**EXTRACT**:

You should take wrist shots for both watches and compare the photos side by side! Then follow your heart!


----------



## shnjb

Is it just me or is the RO more appealing to the younger crowd?


----------



## a_laksmana

I think APRO appeals to all ages. In my opinion it is Gentas best. From the brushed and partial polished case, iconic bezel with rugged screws, tapisserie dial with 3D look, double link brushed bracelet and its lock. Really its well thought and balanced. Even the diameter of the watch is carefully restrained at 33-39mm even though the entire world seems to move to beyond 40mm diameter. 

Unfortunately the offshore line seems to try to appeal to fashion or trend by coming out with all kinds of dials red green pink brown etc, new bezel shapes and bigger size. I consider the offshore line is destroying this iconic design and image. I hope AP realizes this soon and stop the atrocities they commit through many celebrities. But again this is my opinion.


----------



## Illuminati01

As a guy in his 30's, I would definitely pick the AP. I got the same one and still love it after 7yrs of usage!

The only issue I (currently) have is the maintenance service, which quite amazed me (see link). However, at this moment I think this is caused by my AD....

Link: https://www.watchuseek.com/f381/am-i-getting-screwed-servicing-my-ap-my-ad-795379.html


----------



## Sextant

As for the age consideration, I am in mid 40's but would go with APRO. It just looks very timeless. PP Nautilus is the awesome watch but it looks a bit stuck in 70's.


----------



## heuerolexomega

For me the real question is: PP Calatrava 5119R or AP Royal Oak Ultra thin?
Just my preference.


----------



## Bidle

heuerolexomega said:


> For me the real question is: PP Calatrava 5119R or AP Royal Oak Ultra thin?
> Just my preference.


Well, that are two complete different kind of watches,...... both very nice.


----------



## SIDDMOHAN

Well it started out in favour of the PP but I think the RO fans are on to it now 
Shows that both the watches have a strong following. I am loving the RO at the moment just waiting to get my hands on it.


----------



## GETS

a_laksmana said:


> Unfortunately the offshore line seems to try to appeal to fashion or trend by coming out with all kinds of dials red green pink brown etc, new bezel shapes and bigger size. I consider the offshore line is destroying this iconic design and image. I hope AP realizes this soon and stop the atrocities they commit through many celebrities. But again this is my opinion.


^ What he said 100%

For my taste? This is a great post.


----------



## Drksaint

Personally, I don't like either but if I had to choose I'd go with the AP...doesn't matter how old you are. I don't like that Patek at all.


----------



## Crunchy

For steel,I would go with the AP. Looks more like a sports watch and more rugged. I'd reserve yellow or white gold for patek tho.


----------



## agong

I'm usually not a royal oak fan. But this watch is exception. Its classic and very versatile. Definitelt AP in this case.


----------



## systemcrasher

I vote Patek. Simply because I want one :-d


----------



## Bidle

Really like this thread, only too bad it hasn't got a poll!


----------



## shnjb

yeah seriously. why no poll?

**DIRECTIVES**:
a - Count how many lines of the records below contain the string "shoreline", treating uppercase and lowercase as different, and give only that number.
b - Carry on the watch discussion above, starting right after its final post.
The records that come next have no connection to the watch discussion above.

Pointing data excerpts:
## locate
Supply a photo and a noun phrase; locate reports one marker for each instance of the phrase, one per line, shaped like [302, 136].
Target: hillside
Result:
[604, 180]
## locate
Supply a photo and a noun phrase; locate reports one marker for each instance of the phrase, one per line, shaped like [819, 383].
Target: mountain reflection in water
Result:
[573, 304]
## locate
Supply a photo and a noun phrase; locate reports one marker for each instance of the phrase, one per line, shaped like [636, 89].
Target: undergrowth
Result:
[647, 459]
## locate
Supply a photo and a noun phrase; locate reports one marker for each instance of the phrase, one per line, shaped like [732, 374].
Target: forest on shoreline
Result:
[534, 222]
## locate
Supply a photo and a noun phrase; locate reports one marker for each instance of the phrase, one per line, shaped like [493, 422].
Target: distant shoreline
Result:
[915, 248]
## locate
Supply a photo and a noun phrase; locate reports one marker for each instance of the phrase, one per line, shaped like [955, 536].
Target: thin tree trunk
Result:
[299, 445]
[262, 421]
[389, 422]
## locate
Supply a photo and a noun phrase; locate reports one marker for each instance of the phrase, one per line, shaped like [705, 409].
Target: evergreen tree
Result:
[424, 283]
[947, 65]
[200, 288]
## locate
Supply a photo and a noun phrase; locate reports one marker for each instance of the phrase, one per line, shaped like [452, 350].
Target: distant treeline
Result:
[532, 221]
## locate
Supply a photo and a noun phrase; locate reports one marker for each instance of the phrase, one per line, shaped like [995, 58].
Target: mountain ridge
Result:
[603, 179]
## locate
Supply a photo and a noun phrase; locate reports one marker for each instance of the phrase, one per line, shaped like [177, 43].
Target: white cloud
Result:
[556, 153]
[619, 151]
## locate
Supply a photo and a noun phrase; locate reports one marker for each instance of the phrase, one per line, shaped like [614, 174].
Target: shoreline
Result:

**WRITTEN RESPONSES**:
a - 3

b -
----------



## mark1958

AP... just looks nicer to me.. my own taste


----------



## grandpa88

Big fan of AP...have a ROO and shopping for a RG RO chrono version. Service is astronomical but so is PP.


----------



## kkchome

I prefer the AP myself. I'm still up in the air whether I want to go with a RO or a VC Overseas Chronograph. The AP is much more common here, so I am leaning more towards the VC.


----------



## amine

kkchome said:


> I prefer the AP myself. I'm still up in the air whether I want to go with a RO or a VC Overseas Chronograph. The AP is much more common here, so I am leaning more towards the VC.


I haven't seen AP royal oak in the wild that often in HK, the only few times i spotted someone wearing an AP were in Central (my work area) and TST (mainland tourists). I'd say the more common models there that i've seen everywhere and worn by everyone are Rolex sub, Milgauss GV (women especially) and Panerai (i've been living here since 2003).


----------



## heuerolexomega

kkchome said:


> I prefer the AP myself. I'm still up in the air whether I want to go with a RO or a VC Overseas Chronograph. The AP is much more common here, so I am leaning more towards the VC.


I own both, don't ask me which one I prefer because that's a hard one. But I would say that the AP is more versatile than the VC. When I sold my Datejust I replaced with the RO. But also I would say that is true the VC overseas Chrono is less common than the RO in general. And between the Overseas Date, Dual time and Chrono, the Chrono would be my choice, I like it's readability: not as plain as the Date or as busy as the Dual time. And for the first time I don't have issues reading the Chrono.


----------



## Firmin

Royal Oak over Nautilus any day of the week mate. The nautilus doesn't really appeal to me, looks a bit odd and round for my liking. The Royal Oak has a much more distinctive design.


----------



## Farris

So what did you decide?

i am deciding between either a chrono moon phase RG Nautilus or Royal Oak.


----------



## mleok

Farris said:


> i am deciding between either a chrono moon phase RG Nautilus or Royal Oak.


I know there's the 5712 Moonphase/Power Reserve Nautilus, and the 5980 Chronograph Nautilus, but I'm not aware of a Nautilus that combines both features.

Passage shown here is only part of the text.